Text for analysis:
════════════════════

In Nigeria, that conversation is still developing, which is precisely what makes Amstel Malta’s move significant. When a brand of its size and cultural relevance chooses a female footballer as the face of its flagship campaign, it sends a signal to every other brand watching.
‘Be Your Best’ — And Mean It

Amstel Malta’s “Be Your Best” campaign has been part of the brand’s DNA for some time. It is a line that is easy to say but difficult to earn. For it to land, the person attached to it has to genuinely embody the philosophy, not just in their professional highlights, but in the texture of how they have actually lived. Oshoala earns it. Not through perfection, but through something more durable: persistence.
This is perfectly displayed in a striking TVC that places Oshoala firmly in her element, showing off the world-renowned skills she has spent her career perfecting. We see Oshoala sharp, controlled, and entirely herself, with a can of Amstel Malta to help her ‘Be her Best’.
But beyond the visual storytelling, it is in moments of direct connection that the collaboration takes on deeper meaning.
During a recent #AskAsisat Instagram Live session, fans were given the opportunity to engage with Oshoala beyond the pitch — asking questions, sharing perspectives, and, in many ways, stepping into her world. The session created a more personal entry point into the campaign, one that moved away from spectacle and towards conversation. In a gesture that reinforced this sense of community, Amstel Malta rewarded participants a total of ₦ 3 million.
Speaking directly to fans, Oshoala offered a glimpse of the mindset that has sustained her, stating, “Success, for me, is living my dream. I genuinely love what I do. Football isn’t just my job; it is a part of who I am. Every day I wake up knowing there’s still so much I want to achieve, and that drive keeps me pushing forward. I’ve also bee n intentional about giving back, especially to the younger generation and those who don’t have the same opportunities I had. If my journey can open even one door for someone else, then it means everything to me.”

════════════════════

Exercise requirements:
1) Answer from the passage on Amstel Malta's campaign:
(a) What is the name of the campaign line that Oshoala is attached to?
(b) What hashtag named the Instagram Live session in which fans engaged with her?
(c) What total amount did Amstel Malta reward to participants of that session?
2) Write the next paragraph of the passage on Amstel Malta's campaign, picking up after Oshoala's quoted words to fans.
The rows that follow come from a separate source and are unrelated to the passage on Amstel Malta's campaign.

════════════════════

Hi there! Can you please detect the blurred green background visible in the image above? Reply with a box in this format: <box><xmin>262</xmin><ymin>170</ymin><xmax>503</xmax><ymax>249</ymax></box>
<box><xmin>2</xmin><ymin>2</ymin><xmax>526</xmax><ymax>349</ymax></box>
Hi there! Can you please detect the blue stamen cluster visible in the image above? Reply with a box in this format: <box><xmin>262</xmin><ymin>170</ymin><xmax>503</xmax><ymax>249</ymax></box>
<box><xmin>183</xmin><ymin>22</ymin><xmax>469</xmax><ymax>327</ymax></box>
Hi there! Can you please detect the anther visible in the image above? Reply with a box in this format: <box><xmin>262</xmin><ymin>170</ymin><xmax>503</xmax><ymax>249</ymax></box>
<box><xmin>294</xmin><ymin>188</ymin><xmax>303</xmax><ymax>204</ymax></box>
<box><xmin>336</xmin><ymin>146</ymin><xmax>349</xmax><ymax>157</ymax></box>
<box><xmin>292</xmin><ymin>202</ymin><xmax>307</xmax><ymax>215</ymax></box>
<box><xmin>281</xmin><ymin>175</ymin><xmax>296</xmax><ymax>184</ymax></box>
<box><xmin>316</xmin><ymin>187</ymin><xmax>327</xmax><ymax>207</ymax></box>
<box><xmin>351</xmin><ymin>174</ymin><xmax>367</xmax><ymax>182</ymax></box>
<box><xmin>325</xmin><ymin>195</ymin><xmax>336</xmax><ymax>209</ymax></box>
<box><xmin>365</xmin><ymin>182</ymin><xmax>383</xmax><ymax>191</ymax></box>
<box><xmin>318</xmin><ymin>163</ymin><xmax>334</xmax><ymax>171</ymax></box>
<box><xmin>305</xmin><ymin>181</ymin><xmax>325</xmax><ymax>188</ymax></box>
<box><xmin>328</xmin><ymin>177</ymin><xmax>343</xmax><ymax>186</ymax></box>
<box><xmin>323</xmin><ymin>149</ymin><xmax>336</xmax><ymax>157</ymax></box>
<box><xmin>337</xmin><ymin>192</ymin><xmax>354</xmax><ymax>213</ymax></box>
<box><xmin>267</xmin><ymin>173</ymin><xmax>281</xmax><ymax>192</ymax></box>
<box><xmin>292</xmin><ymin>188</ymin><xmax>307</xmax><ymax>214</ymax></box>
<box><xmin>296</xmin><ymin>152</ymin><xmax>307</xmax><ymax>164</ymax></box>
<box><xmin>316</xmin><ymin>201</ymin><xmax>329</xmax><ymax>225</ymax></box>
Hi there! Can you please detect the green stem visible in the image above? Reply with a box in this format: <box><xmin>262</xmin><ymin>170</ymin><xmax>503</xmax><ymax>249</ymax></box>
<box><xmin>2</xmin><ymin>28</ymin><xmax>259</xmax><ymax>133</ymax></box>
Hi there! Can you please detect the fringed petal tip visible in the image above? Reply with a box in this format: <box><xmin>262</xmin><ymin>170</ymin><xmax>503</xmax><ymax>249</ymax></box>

════════════════════

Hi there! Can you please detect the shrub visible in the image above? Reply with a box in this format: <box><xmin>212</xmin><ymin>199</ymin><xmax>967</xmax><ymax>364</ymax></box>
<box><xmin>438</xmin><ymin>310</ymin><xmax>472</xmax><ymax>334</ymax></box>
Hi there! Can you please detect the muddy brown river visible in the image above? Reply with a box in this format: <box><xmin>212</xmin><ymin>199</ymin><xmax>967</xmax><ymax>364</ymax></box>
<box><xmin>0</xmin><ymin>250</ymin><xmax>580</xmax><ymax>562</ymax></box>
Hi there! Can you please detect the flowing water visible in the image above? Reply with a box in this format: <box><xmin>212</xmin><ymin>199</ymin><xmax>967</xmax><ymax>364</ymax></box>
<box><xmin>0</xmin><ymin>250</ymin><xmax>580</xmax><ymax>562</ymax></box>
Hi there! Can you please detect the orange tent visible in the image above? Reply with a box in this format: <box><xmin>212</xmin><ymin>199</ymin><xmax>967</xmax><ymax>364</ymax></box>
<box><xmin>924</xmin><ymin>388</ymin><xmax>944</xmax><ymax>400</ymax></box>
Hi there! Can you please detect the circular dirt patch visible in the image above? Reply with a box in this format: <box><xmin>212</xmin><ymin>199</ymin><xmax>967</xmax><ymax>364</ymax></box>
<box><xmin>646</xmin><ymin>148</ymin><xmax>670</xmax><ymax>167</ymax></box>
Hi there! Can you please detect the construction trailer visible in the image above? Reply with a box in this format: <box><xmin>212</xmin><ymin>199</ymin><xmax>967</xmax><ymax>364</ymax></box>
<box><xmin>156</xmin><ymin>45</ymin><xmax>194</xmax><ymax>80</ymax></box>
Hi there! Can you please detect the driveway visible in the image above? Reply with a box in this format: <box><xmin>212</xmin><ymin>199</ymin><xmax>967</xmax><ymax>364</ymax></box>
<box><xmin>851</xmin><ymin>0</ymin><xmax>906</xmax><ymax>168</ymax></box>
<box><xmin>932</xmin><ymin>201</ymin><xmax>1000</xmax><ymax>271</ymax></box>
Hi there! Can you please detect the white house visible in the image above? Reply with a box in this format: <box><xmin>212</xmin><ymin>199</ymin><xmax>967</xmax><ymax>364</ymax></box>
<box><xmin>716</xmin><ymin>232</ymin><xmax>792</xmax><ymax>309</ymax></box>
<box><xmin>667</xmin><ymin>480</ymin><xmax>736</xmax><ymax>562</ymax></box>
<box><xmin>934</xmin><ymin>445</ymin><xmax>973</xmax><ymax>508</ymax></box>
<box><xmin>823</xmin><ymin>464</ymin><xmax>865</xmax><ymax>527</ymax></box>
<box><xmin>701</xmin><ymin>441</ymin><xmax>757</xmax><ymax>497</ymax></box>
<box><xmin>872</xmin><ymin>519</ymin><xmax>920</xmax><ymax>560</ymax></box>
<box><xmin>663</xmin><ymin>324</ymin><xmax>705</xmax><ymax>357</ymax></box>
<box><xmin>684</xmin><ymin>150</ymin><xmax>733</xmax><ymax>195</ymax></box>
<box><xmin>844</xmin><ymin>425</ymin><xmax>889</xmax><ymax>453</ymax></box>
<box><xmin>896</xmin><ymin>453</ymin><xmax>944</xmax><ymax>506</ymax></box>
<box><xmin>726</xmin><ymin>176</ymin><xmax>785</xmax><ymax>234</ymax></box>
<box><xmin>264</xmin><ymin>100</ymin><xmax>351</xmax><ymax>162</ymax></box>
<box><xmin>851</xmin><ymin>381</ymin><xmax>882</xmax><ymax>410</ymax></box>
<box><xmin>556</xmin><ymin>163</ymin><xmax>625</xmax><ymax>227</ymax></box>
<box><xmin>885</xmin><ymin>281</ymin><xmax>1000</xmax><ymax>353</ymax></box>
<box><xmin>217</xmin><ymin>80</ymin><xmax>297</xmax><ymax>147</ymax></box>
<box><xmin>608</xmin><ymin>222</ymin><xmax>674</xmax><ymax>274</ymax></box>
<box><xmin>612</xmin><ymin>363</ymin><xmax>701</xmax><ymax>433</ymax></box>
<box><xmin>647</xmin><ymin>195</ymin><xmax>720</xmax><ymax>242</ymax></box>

════════════════════

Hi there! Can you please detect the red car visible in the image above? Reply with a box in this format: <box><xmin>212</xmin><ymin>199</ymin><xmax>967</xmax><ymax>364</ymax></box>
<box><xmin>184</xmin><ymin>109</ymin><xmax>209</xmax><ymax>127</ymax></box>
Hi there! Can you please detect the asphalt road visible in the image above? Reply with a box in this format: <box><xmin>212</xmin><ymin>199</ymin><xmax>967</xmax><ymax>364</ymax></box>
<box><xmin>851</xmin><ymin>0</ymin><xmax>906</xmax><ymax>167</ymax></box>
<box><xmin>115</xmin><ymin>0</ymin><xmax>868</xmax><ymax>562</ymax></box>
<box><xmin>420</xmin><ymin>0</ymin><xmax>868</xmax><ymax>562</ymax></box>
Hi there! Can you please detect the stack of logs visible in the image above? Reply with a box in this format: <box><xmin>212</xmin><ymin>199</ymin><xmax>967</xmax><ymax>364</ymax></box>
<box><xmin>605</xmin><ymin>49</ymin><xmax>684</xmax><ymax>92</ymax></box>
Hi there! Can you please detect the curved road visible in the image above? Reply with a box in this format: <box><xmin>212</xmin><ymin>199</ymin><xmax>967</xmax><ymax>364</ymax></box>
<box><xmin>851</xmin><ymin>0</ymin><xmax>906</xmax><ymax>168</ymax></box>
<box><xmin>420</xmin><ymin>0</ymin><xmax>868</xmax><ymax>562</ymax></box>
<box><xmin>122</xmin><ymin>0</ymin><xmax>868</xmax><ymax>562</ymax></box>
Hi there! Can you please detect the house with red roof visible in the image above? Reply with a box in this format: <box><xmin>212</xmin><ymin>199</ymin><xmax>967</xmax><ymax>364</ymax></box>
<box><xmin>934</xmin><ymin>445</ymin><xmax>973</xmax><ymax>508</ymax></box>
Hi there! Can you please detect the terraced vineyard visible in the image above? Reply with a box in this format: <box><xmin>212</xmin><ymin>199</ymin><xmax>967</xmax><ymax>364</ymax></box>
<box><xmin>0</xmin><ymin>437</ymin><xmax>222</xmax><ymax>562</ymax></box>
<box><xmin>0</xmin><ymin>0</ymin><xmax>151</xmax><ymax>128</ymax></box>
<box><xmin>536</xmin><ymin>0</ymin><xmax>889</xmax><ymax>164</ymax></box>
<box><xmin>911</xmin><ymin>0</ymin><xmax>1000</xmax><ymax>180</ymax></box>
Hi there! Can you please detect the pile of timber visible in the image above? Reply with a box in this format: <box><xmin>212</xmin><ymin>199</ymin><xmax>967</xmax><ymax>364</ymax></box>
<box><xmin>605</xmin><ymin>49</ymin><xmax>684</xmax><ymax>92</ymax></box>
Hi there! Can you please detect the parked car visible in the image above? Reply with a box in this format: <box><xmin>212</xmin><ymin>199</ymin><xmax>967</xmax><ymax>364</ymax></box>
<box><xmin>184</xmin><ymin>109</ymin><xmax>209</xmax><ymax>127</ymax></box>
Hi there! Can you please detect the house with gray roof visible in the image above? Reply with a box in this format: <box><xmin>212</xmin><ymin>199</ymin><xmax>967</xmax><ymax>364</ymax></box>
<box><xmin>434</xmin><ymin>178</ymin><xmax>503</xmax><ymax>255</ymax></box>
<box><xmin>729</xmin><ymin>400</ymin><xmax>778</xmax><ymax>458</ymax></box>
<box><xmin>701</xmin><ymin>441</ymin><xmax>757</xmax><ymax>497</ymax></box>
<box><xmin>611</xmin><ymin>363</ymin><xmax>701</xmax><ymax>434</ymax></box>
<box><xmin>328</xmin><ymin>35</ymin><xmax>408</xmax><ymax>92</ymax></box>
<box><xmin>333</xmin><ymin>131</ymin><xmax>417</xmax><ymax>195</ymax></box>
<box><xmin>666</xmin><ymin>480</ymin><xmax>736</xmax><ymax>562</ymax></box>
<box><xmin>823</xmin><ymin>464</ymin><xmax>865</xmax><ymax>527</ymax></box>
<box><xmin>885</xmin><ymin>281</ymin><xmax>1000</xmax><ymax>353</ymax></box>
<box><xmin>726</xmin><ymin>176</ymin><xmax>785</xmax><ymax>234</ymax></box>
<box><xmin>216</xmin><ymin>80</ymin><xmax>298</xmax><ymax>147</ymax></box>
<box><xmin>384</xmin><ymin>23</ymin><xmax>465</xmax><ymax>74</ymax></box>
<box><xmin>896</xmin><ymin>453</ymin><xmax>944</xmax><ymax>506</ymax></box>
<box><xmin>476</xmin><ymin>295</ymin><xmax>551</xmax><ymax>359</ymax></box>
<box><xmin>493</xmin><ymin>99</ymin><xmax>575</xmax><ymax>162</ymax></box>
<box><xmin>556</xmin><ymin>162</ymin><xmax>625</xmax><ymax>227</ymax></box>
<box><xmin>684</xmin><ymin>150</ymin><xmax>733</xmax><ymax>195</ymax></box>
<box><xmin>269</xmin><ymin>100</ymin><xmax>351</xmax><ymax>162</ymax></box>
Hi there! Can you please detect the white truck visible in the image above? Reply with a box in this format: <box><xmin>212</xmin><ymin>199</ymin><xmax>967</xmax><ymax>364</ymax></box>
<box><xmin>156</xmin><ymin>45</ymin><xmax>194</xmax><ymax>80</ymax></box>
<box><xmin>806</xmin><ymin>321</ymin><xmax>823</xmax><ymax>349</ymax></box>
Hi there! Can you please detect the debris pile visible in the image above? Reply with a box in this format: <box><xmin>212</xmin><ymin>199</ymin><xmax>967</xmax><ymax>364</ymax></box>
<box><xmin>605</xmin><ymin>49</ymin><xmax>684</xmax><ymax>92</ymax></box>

════════════════════

Solved problems:
1)
(a) "Be Your Best"
(b) #AskAsisat
(c) ₦3 million

2)
For Francis Obiajulu, Senior Brand Manager for Amstel Malta, the alignment was never in question. “Asisat reflects what Amstel Malta stands for: fierce discipline, resilience and commitment to excellence. The ‘Be Your Best’ philosophy is rooted in that mindset, and this partnership, along with the TVC, brings it to life in an authentic and relatable way. Our aim is to continue encouraging people to set a higher standard for themselves.”
Off The Pitch

In 2019, Oshoala launched the Asisat Oshoala Foundation with a specific, considered mandate: empowering young girls in Africa through football and education. Each year, the foundation hosts the Football4Girls tournament in Lagos — structured, competitive, and deliberately designed to be the kind of opportunity she herself never had.
In 2021, she was appointed to FIFA’s Technical Advisory Group (TAG) on women’s football. So, when she speaks about access, about advocacy, about what it means for a girl to see herself represented, she is speaking from institutional authority, earned over a decade of proof.
A Statement Worth Making

Back on those Lagos streets where a girl once had to lie to play, the landscape is changing. There are now structured leagues, professional pathways, and, increasingly, brands are becoming more willing to support female excellence.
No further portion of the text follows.